» **Extracted text**
About the Project

OPTIM — AI-Powered Early Glaucoma Detection & Clinical Copilot

Inspiration

Glaucoma is one of the leading causes of irreversible blindness worldwide, yet most cases are diagnosed too late — especially in developing regions where access to specialists and advanced diagnostic equipment is limited. We were inspired by the idea that AI could help bridge this healthcare accessibility gap by enabling faster, scalable, and more explainable glaucoma screening.

While exploring existing healthcare AI systems, we observed that many solutions focused only on prediction and lacked interpretability, interaction, and real-world usability. This motivated us to build OPTIM, a multimodal ophthalmic intelligence platform that not only detects glaucoma but also explains clinical findings interactively.


What OPTIM Does

OPTIM is an AI-powered ophthalmic diagnosis platform that combines:

  • 🧠 Glaucoma classification
  • 🎯 Optic disc & cup segmentation
  • 💬 Visual Question Answering (VQA)
  • ☁️ Cloud deployment
  • 📱 Mobile accessibility

The platform analyzes retinal fundus and OCT images to identify glaucoma risk, segment clinically important regions, and allow doctors to ask natural language questions such as:

“Is there optic nerve damage?” “Which region shows abnormal cupping?”

The system then generates AI-powered contextual responses and diagnostic insights.


How We Built It

AI Pipeline

We designed a multi-stage AI pipeline consisting of:

1. Segmentation Model

A U-Net-inspired architecture was used to segment the optic disc and optic cup from retinal images.

» **Extracted material**
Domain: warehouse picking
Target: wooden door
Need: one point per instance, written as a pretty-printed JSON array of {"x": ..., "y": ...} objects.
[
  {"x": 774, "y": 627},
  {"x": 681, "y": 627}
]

» **Exercise requirements**
Reproduce the OPTIM project description between "Glaucoma is one" and "explainable glaucoma screening.", inclusive, swapping "specialists" for "ophthalmologists".

» **Answer below**
Glaucoma is one of the leading causes of irreversible blindness worldwide, yet most cases are diagnosed too late — especially in developing regions where access to ophthalmologists and advanced diagnostic equipment is limited. We were inspired by the idea that AI could help bridge this healthcare accessibility gap by enabling faster, scalable, and more explainable glaucoma screening.